Saved data entries
···
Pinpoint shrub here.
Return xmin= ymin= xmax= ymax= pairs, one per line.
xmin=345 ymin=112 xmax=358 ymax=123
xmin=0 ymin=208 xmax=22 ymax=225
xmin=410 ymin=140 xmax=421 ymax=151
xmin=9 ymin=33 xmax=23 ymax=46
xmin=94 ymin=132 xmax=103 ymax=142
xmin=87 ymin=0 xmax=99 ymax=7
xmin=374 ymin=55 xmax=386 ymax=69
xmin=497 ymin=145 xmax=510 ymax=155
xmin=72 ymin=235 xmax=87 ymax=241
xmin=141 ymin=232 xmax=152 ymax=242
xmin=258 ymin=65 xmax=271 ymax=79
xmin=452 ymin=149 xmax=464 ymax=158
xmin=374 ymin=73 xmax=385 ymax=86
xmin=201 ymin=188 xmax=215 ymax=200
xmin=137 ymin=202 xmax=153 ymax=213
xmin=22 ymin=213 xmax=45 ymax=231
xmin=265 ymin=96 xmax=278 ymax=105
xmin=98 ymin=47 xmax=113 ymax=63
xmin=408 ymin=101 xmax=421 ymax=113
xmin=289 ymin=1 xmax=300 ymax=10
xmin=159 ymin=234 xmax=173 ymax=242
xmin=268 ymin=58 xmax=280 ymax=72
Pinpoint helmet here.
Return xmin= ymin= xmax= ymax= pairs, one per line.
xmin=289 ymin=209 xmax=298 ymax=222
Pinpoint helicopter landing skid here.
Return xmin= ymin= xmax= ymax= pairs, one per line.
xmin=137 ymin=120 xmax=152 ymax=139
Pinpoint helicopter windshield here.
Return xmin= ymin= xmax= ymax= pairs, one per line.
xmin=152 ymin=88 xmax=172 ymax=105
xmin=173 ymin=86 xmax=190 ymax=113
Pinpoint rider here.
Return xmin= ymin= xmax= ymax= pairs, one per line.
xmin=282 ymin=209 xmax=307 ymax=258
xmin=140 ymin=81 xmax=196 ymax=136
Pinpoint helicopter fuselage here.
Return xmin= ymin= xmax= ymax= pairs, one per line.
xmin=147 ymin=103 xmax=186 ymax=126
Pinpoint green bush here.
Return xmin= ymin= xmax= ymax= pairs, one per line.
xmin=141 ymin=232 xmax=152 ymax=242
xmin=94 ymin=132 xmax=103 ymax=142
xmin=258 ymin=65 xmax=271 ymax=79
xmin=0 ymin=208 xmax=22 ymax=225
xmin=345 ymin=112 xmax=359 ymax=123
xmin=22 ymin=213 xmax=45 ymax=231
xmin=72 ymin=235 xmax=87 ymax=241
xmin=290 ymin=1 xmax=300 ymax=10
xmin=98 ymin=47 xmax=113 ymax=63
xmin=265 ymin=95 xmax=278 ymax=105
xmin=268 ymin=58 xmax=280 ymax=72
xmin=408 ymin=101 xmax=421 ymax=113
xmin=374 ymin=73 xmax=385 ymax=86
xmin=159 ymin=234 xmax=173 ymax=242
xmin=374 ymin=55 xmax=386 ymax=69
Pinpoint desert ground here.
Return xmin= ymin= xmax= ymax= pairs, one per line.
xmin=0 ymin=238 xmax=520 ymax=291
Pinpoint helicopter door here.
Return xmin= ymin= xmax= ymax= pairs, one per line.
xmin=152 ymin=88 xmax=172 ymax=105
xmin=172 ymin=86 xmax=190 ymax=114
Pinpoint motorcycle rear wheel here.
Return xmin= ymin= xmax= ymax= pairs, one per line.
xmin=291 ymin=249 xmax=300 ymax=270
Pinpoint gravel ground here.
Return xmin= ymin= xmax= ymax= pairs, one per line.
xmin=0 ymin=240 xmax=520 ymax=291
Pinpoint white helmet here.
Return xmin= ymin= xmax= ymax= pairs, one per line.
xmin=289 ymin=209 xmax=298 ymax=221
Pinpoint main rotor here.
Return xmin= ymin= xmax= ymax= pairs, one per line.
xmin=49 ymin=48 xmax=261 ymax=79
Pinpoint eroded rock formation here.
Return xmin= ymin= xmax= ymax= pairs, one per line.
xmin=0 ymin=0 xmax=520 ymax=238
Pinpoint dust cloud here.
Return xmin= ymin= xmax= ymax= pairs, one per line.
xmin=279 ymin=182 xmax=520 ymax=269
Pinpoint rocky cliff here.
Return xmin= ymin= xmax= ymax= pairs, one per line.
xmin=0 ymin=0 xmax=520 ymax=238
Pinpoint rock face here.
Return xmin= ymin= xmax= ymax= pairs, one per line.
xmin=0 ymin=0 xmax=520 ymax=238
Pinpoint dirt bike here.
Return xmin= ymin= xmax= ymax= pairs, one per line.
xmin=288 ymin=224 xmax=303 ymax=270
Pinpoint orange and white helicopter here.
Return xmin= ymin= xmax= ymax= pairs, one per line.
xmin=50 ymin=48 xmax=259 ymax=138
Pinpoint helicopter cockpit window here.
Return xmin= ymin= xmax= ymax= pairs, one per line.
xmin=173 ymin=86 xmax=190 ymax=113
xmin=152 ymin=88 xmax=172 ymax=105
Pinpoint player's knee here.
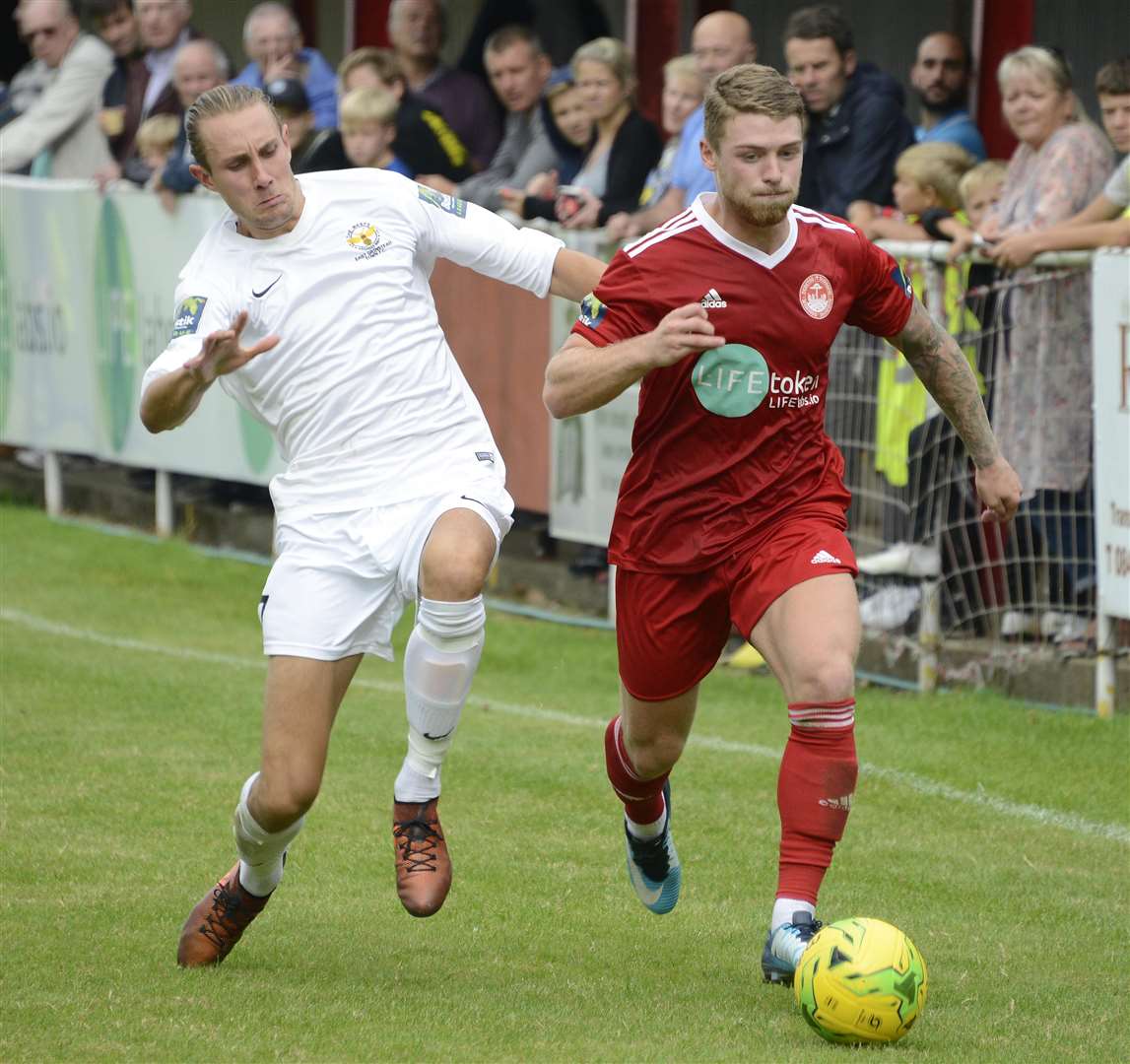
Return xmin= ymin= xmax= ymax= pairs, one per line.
···
## To do
Repeat only the lines from the one with "Pinpoint rock face here." through the end of the data, both included and exactly as written. Pictures stay out of the copy.

## Full answer
Pinpoint rock face here.
Return xmin= ymin= xmax= ymax= pairs, one per line.
xmin=0 ymin=0 xmax=520 ymax=238
Pinpoint dirt bike here.
Return xmin= ymin= xmax= ymax= pairs, one per line.
xmin=288 ymin=224 xmax=303 ymax=270
Pinpoint orange and white helicopter here.
Return xmin= ymin= xmax= ymax= pairs, one per line.
xmin=50 ymin=48 xmax=259 ymax=138
Pinpoint helicopter cockpit window here.
Return xmin= ymin= xmax= ymax= pairs, one per line.
xmin=173 ymin=86 xmax=190 ymax=113
xmin=152 ymin=88 xmax=172 ymax=105
Pinpoint player's knee here.
Return xmin= ymin= xmax= ymax= pairs, one per line.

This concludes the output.